**To do:** Copy the records below line for line, leaving nothing out.

**Exercise data:**
>>>>>

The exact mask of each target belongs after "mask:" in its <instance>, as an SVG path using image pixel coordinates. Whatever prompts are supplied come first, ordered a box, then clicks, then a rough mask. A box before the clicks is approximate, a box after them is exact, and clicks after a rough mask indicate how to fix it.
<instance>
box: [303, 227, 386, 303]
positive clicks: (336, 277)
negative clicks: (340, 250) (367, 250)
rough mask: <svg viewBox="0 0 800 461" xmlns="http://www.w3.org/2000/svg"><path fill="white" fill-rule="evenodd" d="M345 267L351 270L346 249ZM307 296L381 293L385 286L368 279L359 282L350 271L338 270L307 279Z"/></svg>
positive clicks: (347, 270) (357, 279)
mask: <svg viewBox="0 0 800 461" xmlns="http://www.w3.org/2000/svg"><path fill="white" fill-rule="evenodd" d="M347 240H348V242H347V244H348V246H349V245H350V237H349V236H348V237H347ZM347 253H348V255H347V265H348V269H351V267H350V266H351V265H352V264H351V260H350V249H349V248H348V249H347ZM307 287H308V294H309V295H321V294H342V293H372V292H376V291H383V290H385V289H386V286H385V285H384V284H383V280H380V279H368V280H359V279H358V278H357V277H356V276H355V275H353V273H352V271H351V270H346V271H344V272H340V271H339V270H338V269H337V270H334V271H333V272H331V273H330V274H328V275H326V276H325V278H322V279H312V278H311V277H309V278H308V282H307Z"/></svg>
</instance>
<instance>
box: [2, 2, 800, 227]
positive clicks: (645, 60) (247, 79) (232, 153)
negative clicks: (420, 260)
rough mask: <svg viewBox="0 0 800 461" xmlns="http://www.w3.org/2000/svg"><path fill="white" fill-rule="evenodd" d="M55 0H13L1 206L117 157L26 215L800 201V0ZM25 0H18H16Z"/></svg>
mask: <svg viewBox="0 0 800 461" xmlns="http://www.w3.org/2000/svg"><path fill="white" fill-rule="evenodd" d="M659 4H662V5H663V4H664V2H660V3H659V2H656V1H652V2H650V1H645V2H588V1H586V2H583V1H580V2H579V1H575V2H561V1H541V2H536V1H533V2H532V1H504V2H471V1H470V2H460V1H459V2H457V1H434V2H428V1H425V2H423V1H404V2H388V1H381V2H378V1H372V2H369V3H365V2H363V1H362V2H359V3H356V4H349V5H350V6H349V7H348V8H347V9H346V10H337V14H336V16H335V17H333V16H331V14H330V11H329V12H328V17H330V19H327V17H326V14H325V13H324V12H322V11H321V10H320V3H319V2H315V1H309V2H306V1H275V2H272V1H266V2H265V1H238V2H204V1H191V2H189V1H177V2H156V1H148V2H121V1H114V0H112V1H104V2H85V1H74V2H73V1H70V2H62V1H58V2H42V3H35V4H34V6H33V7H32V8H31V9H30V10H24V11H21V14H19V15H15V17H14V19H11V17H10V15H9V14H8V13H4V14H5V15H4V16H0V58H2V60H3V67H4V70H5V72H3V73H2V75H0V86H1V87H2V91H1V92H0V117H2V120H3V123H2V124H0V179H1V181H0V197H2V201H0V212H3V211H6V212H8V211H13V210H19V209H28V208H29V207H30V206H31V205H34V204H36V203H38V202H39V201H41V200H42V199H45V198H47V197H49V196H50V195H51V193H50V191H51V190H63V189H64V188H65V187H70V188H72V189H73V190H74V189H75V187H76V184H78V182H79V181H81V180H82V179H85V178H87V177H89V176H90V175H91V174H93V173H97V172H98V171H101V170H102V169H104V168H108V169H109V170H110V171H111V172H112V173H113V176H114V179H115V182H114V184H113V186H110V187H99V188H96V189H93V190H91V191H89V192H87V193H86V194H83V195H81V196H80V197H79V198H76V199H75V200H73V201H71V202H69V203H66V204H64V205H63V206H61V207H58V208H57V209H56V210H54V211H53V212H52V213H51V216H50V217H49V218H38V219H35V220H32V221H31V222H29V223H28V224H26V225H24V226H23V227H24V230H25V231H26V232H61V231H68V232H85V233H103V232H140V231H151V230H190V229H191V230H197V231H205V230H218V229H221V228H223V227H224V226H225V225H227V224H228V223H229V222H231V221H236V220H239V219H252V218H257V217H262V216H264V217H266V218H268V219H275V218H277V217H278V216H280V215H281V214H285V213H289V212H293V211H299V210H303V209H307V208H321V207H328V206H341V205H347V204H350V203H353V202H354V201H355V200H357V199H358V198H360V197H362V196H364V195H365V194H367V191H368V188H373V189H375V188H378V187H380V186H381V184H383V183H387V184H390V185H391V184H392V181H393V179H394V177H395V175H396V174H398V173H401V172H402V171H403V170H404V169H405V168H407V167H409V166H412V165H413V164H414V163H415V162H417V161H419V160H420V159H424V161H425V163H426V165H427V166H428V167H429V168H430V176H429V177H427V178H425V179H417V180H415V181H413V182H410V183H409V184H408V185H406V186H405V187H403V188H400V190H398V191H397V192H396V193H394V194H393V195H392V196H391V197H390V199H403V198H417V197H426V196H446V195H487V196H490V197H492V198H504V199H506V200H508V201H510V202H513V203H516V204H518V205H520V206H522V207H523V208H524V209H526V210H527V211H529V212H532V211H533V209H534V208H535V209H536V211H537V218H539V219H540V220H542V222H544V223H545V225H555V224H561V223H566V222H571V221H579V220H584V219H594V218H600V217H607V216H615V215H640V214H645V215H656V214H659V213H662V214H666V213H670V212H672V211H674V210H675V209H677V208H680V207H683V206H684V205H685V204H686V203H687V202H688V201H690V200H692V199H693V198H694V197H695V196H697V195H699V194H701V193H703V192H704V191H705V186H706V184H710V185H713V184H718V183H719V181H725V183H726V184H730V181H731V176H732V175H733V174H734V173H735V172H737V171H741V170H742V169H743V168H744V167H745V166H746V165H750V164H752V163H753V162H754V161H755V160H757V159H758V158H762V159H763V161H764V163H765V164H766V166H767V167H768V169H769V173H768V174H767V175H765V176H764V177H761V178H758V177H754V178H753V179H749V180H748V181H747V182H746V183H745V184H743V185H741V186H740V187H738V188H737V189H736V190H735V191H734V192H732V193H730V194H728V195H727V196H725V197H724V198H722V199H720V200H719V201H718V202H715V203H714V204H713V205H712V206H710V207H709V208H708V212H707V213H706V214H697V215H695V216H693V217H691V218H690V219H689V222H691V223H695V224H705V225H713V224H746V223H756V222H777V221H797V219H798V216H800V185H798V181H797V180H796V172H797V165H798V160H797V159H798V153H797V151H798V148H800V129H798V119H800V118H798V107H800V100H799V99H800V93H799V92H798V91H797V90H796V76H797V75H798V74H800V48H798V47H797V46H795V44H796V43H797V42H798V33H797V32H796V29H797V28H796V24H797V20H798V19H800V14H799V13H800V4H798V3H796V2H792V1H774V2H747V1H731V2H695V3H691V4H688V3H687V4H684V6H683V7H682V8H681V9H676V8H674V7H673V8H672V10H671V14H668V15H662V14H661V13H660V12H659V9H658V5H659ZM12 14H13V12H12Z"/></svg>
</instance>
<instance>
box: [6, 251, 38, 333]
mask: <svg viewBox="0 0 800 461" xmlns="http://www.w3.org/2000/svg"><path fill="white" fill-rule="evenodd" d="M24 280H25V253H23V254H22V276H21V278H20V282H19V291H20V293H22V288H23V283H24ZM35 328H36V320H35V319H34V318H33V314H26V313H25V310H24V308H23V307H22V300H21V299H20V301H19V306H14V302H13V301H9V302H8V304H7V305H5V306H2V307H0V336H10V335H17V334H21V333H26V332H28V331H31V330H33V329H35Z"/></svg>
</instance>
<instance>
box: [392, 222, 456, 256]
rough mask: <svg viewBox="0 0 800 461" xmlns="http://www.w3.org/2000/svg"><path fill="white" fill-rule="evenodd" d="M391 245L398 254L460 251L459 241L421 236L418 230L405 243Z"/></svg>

<<<<<

**Written answer:**
The exact mask of each target belongs after "mask:" in its <instance>, as an SVG path using image pixel coordinates. Whatever prompts are supplied come first, ordered a box, then clicks, then a rough mask. A box before the clicks is approximate, a box after them is exact, and clicks after a rough mask indicate how to fix it.
<instance>
box: [303, 227, 386, 303]
positive clicks: (336, 277)
negative clicks: (340, 250) (367, 250)
rough mask: <svg viewBox="0 0 800 461" xmlns="http://www.w3.org/2000/svg"><path fill="white" fill-rule="evenodd" d="M345 267L351 270L346 249ZM307 296L381 293L385 286L368 279L359 282L350 271L338 270L307 279Z"/></svg>
positive clicks: (347, 270) (357, 279)
mask: <svg viewBox="0 0 800 461" xmlns="http://www.w3.org/2000/svg"><path fill="white" fill-rule="evenodd" d="M347 240H348V242H347V244H348V246H349V245H350V237H349V236H348V237H347ZM347 253H348V255H347V265H348V269H351V267H350V266H351V265H352V264H351V260H350V249H349V248H348V249H347ZM307 287H308V294H309V295H321V294H342V293H372V292H376V291H383V290H385V289H386V286H385V285H384V284H383V280H380V279H368V280H359V279H358V278H357V277H356V276H355V275H353V273H352V271H351V270H346V271H344V272H340V271H339V270H338V269H337V270H334V271H333V272H331V273H330V274H328V275H326V276H325V278H322V279H312V278H311V277H309V278H308V282H307Z"/></svg>
</instance>
<instance>
box: [2, 2, 800, 227]
positive clicks: (645, 60) (247, 79) (232, 153)
negative clicks: (420, 260)
rough mask: <svg viewBox="0 0 800 461" xmlns="http://www.w3.org/2000/svg"><path fill="white" fill-rule="evenodd" d="M55 0H13L1 206L117 157L26 215L800 201V0ZM25 0H18H16Z"/></svg>
mask: <svg viewBox="0 0 800 461" xmlns="http://www.w3.org/2000/svg"><path fill="white" fill-rule="evenodd" d="M659 4H662V5H663V4H664V2H660V3H659V2H656V1H652V2H650V1H645V2H588V1H586V2H583V1H580V2H579V1H575V2H561V1H541V2H536V1H533V2H532V1H504V2H471V1H470V2H460V1H459V2H457V1H434V2H428V1H425V2H423V1H404V2H388V1H381V2H378V1H372V2H369V3H365V2H363V1H362V2H359V3H356V4H349V5H350V6H349V7H348V8H347V9H346V10H337V14H336V16H335V17H333V16H331V14H330V11H329V12H328V17H330V19H327V17H326V14H325V13H324V12H322V11H321V10H320V3H319V2H315V1H309V2H306V1H275V2H272V1H266V2H265V1H238V2H204V1H191V2H189V1H177V2H156V1H148V2H121V1H114V0H112V1H104V2H85V1H74V2H73V1H70V2H62V1H58V2H42V3H35V4H34V6H33V7H32V8H31V9H30V10H24V11H21V14H19V15H15V17H14V19H11V17H10V15H9V14H8V13H4V14H5V15H4V16H0V58H2V60H3V67H4V70H5V72H3V73H2V75H0V86H1V87H2V91H1V92H0V117H2V120H3V123H2V124H0V179H1V181H0V197H2V201H0V212H3V211H6V212H8V211H13V210H19V209H28V208H29V207H30V206H31V205H34V204H36V203H38V202H39V201H41V200H42V199H45V198H47V197H49V196H50V195H51V193H50V191H51V190H63V189H64V188H65V187H70V188H72V189H73V190H74V189H75V187H76V184H78V182H79V181H81V180H82V179H85V178H87V177H89V176H90V175H91V174H93V173H97V172H98V171H101V170H102V169H104V168H108V169H109V170H110V171H111V172H112V173H113V176H114V179H115V182H114V184H113V186H110V187H99V188H96V189H93V190H91V191H89V192H87V193H86V194H83V195H81V196H80V197H79V198H76V199H75V200H73V201H71V202H69V203H66V204H64V205H63V206H61V207H58V208H57V209H56V210H54V211H53V212H52V213H51V216H50V217H49V218H38V219H35V220H32V221H31V222H29V223H28V224H26V225H24V226H23V227H24V230H25V231H26V232H61V231H68V232H85V233H103V232H140V231H151V230H190V229H191V230H197V231H205V230H218V229H221V228H223V227H224V226H225V225H227V224H228V223H229V222H231V221H236V220H239V219H252V218H257V217H262V216H264V217H266V218H268V219H275V218H277V217H278V216H280V215H281V214H285V213H289V212H293V211H299V210H303V209H307V208H321V207H328V206H341V205H347V204H350V203H353V202H354V201H355V200H357V199H358V198H360V197H362V196H364V195H365V194H367V191H368V188H373V189H375V188H378V187H380V186H381V184H383V183H387V184H390V185H391V184H392V181H393V179H394V177H395V175H396V174H398V173H401V172H402V171H403V170H404V169H405V168H407V167H409V166H412V165H413V164H414V163H415V162H417V161H419V160H420V159H424V161H425V163H426V165H427V166H428V167H429V168H430V176H429V177H427V178H425V179H417V180H415V181H413V182H410V183H409V184H408V185H406V186H405V187H403V188H400V190H398V191H397V192H396V193H394V194H393V195H392V196H391V197H390V199H403V198H417V197H426V196H446V195H487V196H490V197H492V198H504V199H506V200H508V201H510V202H513V203H516V204H518V205H520V206H522V207H523V208H524V209H526V210H527V211H529V212H532V211H533V209H534V208H535V209H536V211H537V218H539V219H540V220H542V222H544V223H545V225H555V224H561V223H566V222H571V221H579V220H584V219H594V218H600V217H607V216H615V215H640V214H645V215H656V214H659V213H662V214H666V213H670V212H672V211H674V210H675V209H677V208H680V207H683V206H684V205H685V204H686V203H687V202H688V201H690V200H692V199H693V198H694V197H695V196H697V195H699V194H701V193H703V192H704V191H705V186H706V184H710V185H713V184H718V183H719V181H725V183H726V184H730V181H731V176H732V175H733V174H734V173H735V172H737V171H741V170H742V169H743V168H744V167H745V166H746V165H750V164H752V163H753V162H754V161H755V160H757V159H758V158H762V159H763V161H764V163H765V164H766V166H767V167H768V169H769V173H768V174H767V175H765V176H764V177H761V178H758V177H754V178H753V179H749V180H748V181H747V182H746V183H745V184H743V185H741V186H740V187H738V188H737V189H736V190H735V191H734V192H732V193H730V194H728V195H727V196H725V197H724V198H722V199H720V200H719V201H718V202H715V203H714V204H713V205H712V206H710V207H709V208H708V212H707V213H706V214H697V215H695V216H693V217H691V218H690V219H689V222H691V223H695V224H705V225H713V224H746V223H756V222H777V221H797V219H798V216H800V185H798V181H797V180H796V172H797V165H798V160H797V159H798V153H797V151H798V148H800V129H798V119H800V118H798V107H800V100H799V99H800V93H799V92H798V91H797V90H796V76H797V75H798V74H800V48H798V47H797V46H795V44H796V43H797V42H798V33H797V32H796V29H797V28H796V24H797V20H798V19H800V14H799V13H800V4H798V3H796V2H792V1H774V2H747V1H731V2H695V3H691V4H688V3H687V4H684V6H683V7H682V8H681V9H676V8H674V7H673V8H672V10H671V14H668V15H662V14H661V13H660V12H659V9H658V5H659ZM12 14H13V12H12Z"/></svg>
</instance>
<instance>
box: [6, 251, 38, 333]
mask: <svg viewBox="0 0 800 461" xmlns="http://www.w3.org/2000/svg"><path fill="white" fill-rule="evenodd" d="M24 280H25V253H23V254H22V276H21V278H20V282H19V291H20V293H22V288H23V283H24ZM35 328H36V320H35V319H34V318H33V314H26V313H25V310H24V308H23V307H22V300H21V299H20V301H19V306H14V302H13V301H9V302H8V304H7V305H5V306H2V307H0V336H10V335H17V334H21V333H26V332H28V331H31V330H33V329H35Z"/></svg>
</instance>
<instance>
box: [392, 222, 456, 256]
rough mask: <svg viewBox="0 0 800 461" xmlns="http://www.w3.org/2000/svg"><path fill="white" fill-rule="evenodd" d="M391 245L398 254L460 251L459 241L421 236L418 230L405 243Z"/></svg>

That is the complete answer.